— start of RECORDS SHOWN —
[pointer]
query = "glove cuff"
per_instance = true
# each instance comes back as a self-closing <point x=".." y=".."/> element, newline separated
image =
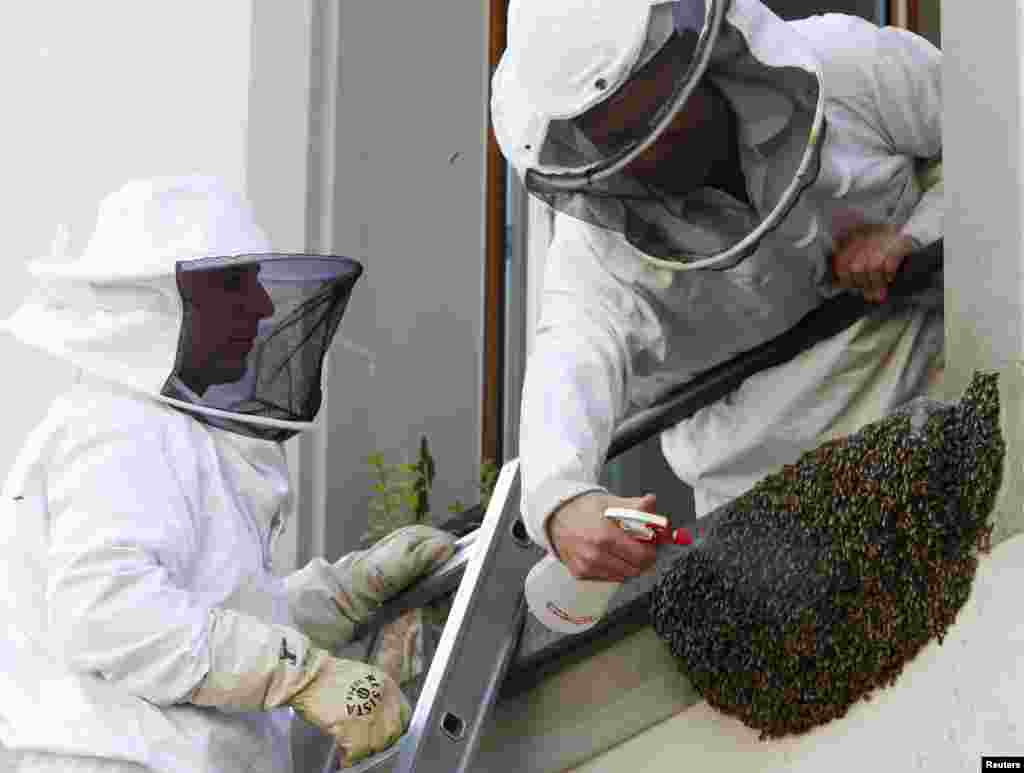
<point x="255" y="666"/>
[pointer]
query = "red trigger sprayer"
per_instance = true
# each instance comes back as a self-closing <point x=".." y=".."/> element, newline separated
<point x="569" y="605"/>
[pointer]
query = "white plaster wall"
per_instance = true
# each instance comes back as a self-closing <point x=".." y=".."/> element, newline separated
<point x="93" y="94"/>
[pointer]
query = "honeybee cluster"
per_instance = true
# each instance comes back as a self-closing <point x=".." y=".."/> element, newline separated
<point x="817" y="586"/>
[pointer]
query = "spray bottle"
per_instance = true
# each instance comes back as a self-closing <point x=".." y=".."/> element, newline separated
<point x="568" y="605"/>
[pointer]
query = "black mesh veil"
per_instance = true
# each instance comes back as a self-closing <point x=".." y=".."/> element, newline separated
<point x="600" y="166"/>
<point x="255" y="331"/>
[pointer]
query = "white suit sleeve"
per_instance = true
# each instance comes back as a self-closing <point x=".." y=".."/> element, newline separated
<point x="119" y="530"/>
<point x="893" y="80"/>
<point x="577" y="383"/>
<point x="908" y="95"/>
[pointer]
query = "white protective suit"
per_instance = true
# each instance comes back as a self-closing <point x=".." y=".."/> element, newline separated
<point x="615" y="330"/>
<point x="131" y="532"/>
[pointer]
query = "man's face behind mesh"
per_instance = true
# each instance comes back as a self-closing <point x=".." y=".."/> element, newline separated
<point x="223" y="307"/>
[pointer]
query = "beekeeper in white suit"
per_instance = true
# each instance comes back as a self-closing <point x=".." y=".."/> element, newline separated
<point x="716" y="173"/>
<point x="144" y="627"/>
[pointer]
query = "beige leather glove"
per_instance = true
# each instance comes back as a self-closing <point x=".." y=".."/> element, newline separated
<point x="255" y="666"/>
<point x="328" y="601"/>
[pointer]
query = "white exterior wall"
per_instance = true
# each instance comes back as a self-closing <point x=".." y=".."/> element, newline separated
<point x="94" y="94"/>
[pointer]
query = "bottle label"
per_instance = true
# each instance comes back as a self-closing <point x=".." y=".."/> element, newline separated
<point x="586" y="619"/>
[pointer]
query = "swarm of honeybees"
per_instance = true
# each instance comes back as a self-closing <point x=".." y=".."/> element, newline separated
<point x="816" y="587"/>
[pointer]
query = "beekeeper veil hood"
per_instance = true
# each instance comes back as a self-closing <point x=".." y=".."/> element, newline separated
<point x="177" y="295"/>
<point x="589" y="90"/>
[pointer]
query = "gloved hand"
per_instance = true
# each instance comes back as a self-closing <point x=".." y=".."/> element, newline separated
<point x="329" y="601"/>
<point x="591" y="546"/>
<point x="255" y="666"/>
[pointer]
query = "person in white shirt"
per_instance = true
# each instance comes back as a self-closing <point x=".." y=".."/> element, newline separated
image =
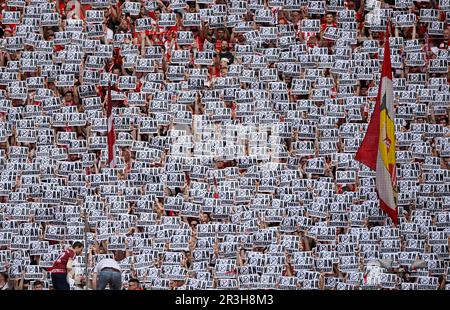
— end of RECORDS SHOWN —
GIVEN INSTRUCTION: Which lines in the records above contain the word "beekeeper"? Gather every one of them and copy each line out in full.

COMPLETED TASK:
query = "beekeeper in white suit"
query = "beekeeper veil hood"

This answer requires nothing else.